* **What is expected**: Restate the records in their entirety, word for word.

* **Records supplied**:

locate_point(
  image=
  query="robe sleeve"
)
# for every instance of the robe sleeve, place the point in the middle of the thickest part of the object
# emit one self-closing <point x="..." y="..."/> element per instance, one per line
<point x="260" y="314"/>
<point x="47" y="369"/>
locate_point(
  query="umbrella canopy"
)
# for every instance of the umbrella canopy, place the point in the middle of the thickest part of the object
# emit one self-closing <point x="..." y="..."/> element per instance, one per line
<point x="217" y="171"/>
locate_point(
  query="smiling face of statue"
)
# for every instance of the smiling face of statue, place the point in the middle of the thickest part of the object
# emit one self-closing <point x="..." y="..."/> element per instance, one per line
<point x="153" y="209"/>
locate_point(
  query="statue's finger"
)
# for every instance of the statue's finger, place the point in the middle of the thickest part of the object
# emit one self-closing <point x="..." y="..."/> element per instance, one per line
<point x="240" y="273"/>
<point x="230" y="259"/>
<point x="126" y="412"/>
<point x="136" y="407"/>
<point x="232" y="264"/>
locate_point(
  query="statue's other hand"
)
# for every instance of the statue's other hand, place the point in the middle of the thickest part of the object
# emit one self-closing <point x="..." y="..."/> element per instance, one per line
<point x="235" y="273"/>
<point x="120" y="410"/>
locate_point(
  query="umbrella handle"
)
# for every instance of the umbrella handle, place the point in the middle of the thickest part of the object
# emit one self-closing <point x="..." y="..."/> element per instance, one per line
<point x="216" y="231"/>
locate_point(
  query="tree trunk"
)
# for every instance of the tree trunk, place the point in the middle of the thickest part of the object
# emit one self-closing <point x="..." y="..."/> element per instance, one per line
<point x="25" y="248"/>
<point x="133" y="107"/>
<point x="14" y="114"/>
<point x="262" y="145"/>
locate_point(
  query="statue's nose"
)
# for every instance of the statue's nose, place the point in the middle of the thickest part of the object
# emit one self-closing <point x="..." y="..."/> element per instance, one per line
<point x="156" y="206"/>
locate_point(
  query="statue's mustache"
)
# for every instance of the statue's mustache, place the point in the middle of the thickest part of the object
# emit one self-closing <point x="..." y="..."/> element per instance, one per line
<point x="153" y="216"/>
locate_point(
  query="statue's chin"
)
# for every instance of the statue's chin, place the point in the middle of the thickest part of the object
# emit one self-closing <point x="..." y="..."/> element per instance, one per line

* **Written reply**:
locate_point(
  image=
  query="robe sleeve"
)
# for every instance of the robe sleeve, place the point in the middle of the thickest part of the object
# emit one self-closing <point x="..." y="..."/> element per instance, one per line
<point x="260" y="314"/>
<point x="47" y="369"/>
locate_point(
  query="umbrella canopy"
)
# for every instance of the umbrella canopy, place the point in the middle of the thickest part of the object
# emit one self-closing <point x="..." y="..."/> element per instance, one per line
<point x="217" y="171"/>
locate_point(
  query="smiling face of statue"
)
# for every instance of the smiling face of statue, place the point in the middle of the thickest part of the object
# emit one self-closing <point x="..." y="..."/> element per instance, one per line
<point x="153" y="209"/>
locate_point(
  query="statue's finger"
)
# for every instance of the statue's finger, place the point in the middle of the thickest part of the object
# emit one self-closing <point x="..." y="..."/> element per instance, one per line
<point x="240" y="273"/>
<point x="230" y="259"/>
<point x="126" y="412"/>
<point x="136" y="407"/>
<point x="232" y="264"/>
locate_point(
  query="statue's other hand"
)
# for every instance of the statue's other hand, place the point in the middle of the thickest part of the object
# emit one self-closing <point x="..." y="..."/> element per instance, one per line
<point x="235" y="273"/>
<point x="120" y="410"/>
locate_point(
  query="umbrella handle"
)
# for every instance of the umbrella handle, place the point in the middle of the thickest part of the object
# emit one self-closing <point x="..." y="..."/> element per instance, one per line
<point x="216" y="231"/>
locate_point(
  query="tree trunk"
)
# for every instance of the tree trunk, place the point in the middle of the thickest part of the object
# emit one self-closing <point x="..." y="..."/> element per instance, one per line
<point x="25" y="248"/>
<point x="133" y="107"/>
<point x="14" y="114"/>
<point x="262" y="145"/>
locate_point(
  query="statue's nose"
)
# for every instance of the statue's nose, place the point in the middle of the thickest part of the object
# emit one self-closing <point x="..." y="..."/> element per instance, one per line
<point x="156" y="206"/>
locate_point(
  query="statue's mustache"
)
# for every instance of the statue's mustache, place the point in the middle of the thickest part of the object
# emit one self-closing <point x="..." y="..."/> element per instance, one per line
<point x="153" y="216"/>
locate_point(
  query="statue's chin"
)
# for every instance of the statue's chin, place the point in the middle of the thickest part of the object
# emit one self-closing <point x="..." y="..."/> element per instance, one per line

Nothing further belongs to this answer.